• Written exercise: Copy every line of the material below word for word.

(Rows from a segmentation dataset)
<<<<

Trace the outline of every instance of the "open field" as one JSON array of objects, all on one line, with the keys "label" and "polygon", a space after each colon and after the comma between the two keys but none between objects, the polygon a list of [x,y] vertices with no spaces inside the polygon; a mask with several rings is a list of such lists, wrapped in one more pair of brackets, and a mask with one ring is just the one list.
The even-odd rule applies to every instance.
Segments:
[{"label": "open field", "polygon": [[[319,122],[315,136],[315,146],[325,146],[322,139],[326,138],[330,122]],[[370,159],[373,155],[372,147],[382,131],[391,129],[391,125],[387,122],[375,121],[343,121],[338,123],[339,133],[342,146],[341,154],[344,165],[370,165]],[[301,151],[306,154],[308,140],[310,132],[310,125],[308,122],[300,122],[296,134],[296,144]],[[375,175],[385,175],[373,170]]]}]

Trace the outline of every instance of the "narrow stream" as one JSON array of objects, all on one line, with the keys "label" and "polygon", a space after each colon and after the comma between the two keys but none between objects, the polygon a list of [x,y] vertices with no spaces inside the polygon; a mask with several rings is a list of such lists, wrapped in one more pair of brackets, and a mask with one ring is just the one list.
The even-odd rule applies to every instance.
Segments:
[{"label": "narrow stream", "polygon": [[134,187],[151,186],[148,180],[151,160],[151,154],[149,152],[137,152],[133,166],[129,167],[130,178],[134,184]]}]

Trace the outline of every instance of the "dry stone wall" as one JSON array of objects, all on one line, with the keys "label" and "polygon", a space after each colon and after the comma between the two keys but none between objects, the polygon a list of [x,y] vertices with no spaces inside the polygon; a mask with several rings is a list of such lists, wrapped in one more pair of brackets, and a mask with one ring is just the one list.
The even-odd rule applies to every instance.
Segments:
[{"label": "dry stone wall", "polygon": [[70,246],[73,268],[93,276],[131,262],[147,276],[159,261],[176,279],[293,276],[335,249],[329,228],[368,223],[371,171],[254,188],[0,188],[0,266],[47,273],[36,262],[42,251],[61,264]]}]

>>>>

• Answer to the problem:
Trace the outline of every instance of the "open field" as one JSON array of objects, all on one line, with the keys "label" and "polygon", a space after each colon and after the comma between the two keys but none between objects, the polygon a list of [x,y] vertices with no spaces inside the polygon; a mask with several rings is a list of such lists, wrapped in one more pair of brackets, and a mask with one ring is just the one list.
The even-odd rule applies to every instance.
Segments:
[{"label": "open field", "polygon": [[[319,122],[315,136],[315,146],[325,146],[322,139],[326,138],[330,122]],[[370,159],[373,155],[372,147],[382,131],[391,129],[391,125],[387,122],[375,121],[343,121],[338,123],[339,133],[342,146],[341,154],[344,165],[370,165]],[[301,151],[306,154],[308,140],[310,132],[310,125],[308,122],[300,122],[296,134],[296,144]],[[375,175],[385,175],[373,170]]]}]

Trace the outline of every instance of the "narrow stream" as one JSON array of objects, all on one line, with the keys "label" and "polygon", a space after each colon and after the comma between the two keys but none between objects, the polygon a list of [x,y] vertices with no spaces inside the polygon; a mask with several rings is a list of such lists, wrapped in one more pair of brackets, and a mask with one ring is just the one list.
The even-odd rule applies to every instance.
Segments:
[{"label": "narrow stream", "polygon": [[134,187],[151,186],[148,180],[151,160],[151,154],[149,152],[137,152],[133,166],[129,167],[130,178],[134,184]]}]

Trace the outline of every instance of the "dry stone wall" as one JSON array of objects, all on one line, with the keys "label" and "polygon", a space after each colon and after the comma between the two keys but none between objects, the polygon a list of [x,y] vertices with no spaces inside the polygon; a mask with several rings is a list of such lists, wrapped in one more pair of brackets, and a mask with one ring is just the one list.
The even-odd rule applies to every instance.
Segments:
[{"label": "dry stone wall", "polygon": [[70,246],[73,268],[93,276],[131,262],[147,276],[159,261],[176,279],[293,276],[335,249],[329,228],[368,223],[371,171],[254,188],[0,188],[0,266],[47,273],[36,262],[42,251],[61,264]]}]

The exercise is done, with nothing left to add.